» TASK
Convert the stretch from the line containing "the **combat boot**?" through the line containing "[[[234,213],[232,210],[230,210],[228,221],[236,221],[236,213]]]" into a Markdown table with two columns, No. and Line, where No. is the row number, and omit any blank lines.

» ITEMS
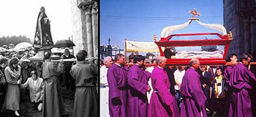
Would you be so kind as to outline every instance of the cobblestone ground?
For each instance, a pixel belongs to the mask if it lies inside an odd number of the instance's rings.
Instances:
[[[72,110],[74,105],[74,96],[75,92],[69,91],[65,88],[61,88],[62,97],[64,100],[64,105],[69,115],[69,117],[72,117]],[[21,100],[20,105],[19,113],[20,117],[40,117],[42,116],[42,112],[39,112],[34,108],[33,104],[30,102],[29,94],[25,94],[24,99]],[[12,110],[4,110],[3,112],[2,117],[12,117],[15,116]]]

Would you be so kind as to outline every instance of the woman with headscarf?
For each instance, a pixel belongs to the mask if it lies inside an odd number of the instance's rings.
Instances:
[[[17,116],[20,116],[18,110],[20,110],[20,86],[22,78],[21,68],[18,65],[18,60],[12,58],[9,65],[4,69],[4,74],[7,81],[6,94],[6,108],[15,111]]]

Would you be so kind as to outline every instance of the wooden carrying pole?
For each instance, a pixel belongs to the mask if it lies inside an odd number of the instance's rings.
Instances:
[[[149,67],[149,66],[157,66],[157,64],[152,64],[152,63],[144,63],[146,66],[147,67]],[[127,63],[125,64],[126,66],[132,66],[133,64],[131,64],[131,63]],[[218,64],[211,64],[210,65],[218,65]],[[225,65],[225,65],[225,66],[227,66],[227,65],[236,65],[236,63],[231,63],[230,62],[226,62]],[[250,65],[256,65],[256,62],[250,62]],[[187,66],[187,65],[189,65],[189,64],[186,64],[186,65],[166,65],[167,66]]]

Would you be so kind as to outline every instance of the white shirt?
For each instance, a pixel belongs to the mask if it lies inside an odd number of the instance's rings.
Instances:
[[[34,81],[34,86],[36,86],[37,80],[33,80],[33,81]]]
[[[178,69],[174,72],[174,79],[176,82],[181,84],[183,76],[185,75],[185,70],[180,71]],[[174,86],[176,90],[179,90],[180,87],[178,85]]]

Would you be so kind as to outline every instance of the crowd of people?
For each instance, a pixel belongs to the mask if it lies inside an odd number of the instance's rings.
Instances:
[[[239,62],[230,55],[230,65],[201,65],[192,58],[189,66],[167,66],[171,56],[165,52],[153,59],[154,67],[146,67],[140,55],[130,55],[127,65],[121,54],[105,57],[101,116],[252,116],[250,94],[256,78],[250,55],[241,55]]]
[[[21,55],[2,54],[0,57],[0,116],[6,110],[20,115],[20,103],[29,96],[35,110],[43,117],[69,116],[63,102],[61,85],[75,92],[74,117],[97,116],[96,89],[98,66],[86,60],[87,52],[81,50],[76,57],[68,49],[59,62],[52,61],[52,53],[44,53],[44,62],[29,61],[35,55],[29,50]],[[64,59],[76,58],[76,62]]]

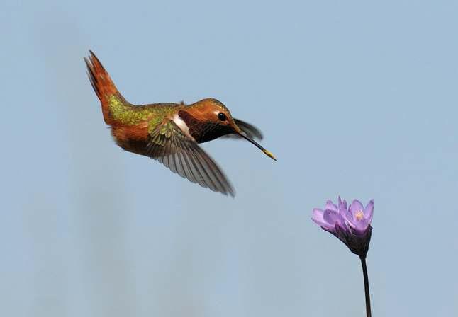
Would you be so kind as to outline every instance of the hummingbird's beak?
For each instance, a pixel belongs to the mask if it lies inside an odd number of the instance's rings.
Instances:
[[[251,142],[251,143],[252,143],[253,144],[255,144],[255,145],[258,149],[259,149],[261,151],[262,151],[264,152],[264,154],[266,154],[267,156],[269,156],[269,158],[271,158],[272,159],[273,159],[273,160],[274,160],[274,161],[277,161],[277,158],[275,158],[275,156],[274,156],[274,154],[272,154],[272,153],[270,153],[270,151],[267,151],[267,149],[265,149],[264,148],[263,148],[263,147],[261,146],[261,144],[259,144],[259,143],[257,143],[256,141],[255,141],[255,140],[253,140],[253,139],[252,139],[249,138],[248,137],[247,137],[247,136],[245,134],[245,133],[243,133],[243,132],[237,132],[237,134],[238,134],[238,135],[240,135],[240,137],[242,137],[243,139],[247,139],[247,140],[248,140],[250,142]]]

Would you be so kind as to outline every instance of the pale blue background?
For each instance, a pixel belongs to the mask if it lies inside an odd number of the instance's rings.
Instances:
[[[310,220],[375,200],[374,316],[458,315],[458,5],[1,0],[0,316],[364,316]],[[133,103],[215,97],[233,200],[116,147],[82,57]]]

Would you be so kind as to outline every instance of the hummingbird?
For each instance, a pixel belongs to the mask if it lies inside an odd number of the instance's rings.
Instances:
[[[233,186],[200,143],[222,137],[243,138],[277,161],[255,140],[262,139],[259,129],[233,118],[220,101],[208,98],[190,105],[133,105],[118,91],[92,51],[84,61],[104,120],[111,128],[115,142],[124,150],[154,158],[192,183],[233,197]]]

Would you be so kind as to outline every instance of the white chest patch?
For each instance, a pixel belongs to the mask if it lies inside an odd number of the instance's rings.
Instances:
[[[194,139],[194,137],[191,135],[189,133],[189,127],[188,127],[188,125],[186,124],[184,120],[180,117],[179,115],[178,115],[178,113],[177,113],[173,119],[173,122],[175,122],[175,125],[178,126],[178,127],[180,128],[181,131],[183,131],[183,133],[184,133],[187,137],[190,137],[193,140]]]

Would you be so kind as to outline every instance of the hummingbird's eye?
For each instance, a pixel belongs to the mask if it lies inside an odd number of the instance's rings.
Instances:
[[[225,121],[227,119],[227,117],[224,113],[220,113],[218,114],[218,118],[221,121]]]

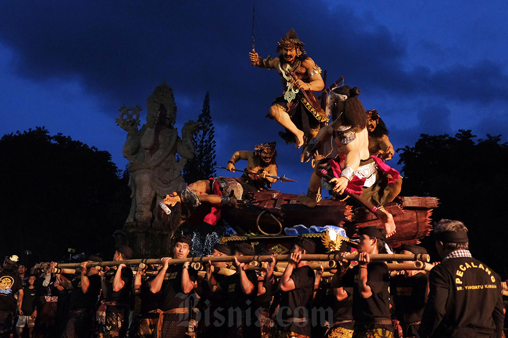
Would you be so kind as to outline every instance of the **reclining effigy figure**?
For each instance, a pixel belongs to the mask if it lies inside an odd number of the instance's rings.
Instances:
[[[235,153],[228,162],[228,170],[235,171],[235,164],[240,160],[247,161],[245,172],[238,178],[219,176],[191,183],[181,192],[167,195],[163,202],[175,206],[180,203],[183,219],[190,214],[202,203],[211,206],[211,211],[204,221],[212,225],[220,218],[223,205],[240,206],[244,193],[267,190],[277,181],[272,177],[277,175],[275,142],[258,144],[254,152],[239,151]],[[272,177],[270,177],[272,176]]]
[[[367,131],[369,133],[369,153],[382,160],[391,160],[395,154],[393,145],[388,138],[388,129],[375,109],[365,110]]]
---
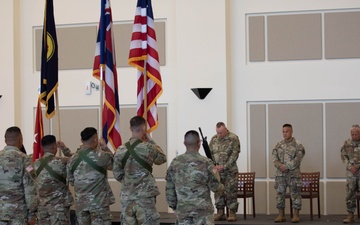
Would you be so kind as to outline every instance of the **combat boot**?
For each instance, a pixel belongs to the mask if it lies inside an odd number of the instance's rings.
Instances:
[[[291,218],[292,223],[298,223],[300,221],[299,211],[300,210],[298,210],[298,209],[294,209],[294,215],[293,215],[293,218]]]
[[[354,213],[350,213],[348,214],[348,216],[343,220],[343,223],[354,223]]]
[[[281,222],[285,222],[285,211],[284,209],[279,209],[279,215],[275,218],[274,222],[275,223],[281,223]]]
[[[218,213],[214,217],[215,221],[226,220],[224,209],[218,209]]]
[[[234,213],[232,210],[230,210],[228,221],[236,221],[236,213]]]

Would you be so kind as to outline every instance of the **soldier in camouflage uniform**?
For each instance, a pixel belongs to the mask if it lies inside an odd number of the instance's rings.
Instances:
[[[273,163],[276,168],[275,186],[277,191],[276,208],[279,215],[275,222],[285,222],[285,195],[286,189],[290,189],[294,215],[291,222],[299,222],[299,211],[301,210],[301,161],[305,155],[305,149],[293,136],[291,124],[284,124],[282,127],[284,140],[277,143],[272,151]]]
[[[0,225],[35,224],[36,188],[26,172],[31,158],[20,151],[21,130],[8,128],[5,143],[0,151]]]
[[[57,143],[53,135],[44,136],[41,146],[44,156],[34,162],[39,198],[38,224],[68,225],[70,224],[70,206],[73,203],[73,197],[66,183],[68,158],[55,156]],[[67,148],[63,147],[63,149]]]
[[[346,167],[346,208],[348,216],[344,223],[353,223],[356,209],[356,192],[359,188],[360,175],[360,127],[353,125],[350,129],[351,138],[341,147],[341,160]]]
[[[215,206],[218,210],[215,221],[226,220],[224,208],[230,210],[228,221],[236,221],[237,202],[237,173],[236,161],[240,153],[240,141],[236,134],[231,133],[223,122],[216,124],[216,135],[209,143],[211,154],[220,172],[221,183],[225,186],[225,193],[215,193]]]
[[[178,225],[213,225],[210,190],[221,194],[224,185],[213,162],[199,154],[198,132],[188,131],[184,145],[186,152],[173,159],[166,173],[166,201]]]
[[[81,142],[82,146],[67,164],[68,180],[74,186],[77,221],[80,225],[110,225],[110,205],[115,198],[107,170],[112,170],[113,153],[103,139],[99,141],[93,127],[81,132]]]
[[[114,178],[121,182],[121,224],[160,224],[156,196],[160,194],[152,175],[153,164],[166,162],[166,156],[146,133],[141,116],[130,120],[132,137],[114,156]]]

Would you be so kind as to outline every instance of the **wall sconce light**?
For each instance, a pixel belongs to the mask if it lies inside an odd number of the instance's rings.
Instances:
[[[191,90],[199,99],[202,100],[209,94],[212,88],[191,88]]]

» RESPONSE FOR THIS EXERCISE
| No. | Line |
|---|---|
| 1 | Would you be so kind as to outline every instance of the **combat boot**? |
| 2 | For each instance, a pixel belongs to the mask if it lies inside an odd number of the instance's rings. |
| 3 | Instances: |
| 4 | [[[291,218],[292,223],[298,223],[300,221],[299,211],[300,210],[298,210],[298,209],[294,209],[294,215],[293,215],[293,218]]] |
| 5 | [[[354,213],[350,213],[348,214],[348,216],[343,220],[343,223],[354,223]]] |
| 6 | [[[281,222],[285,222],[285,211],[284,209],[279,209],[279,215],[275,218],[274,222],[275,223],[281,223]]] |
| 7 | [[[218,213],[214,217],[215,221],[226,220],[224,209],[218,209]]] |
| 8 | [[[234,213],[232,210],[230,210],[228,221],[236,221],[236,213]]] |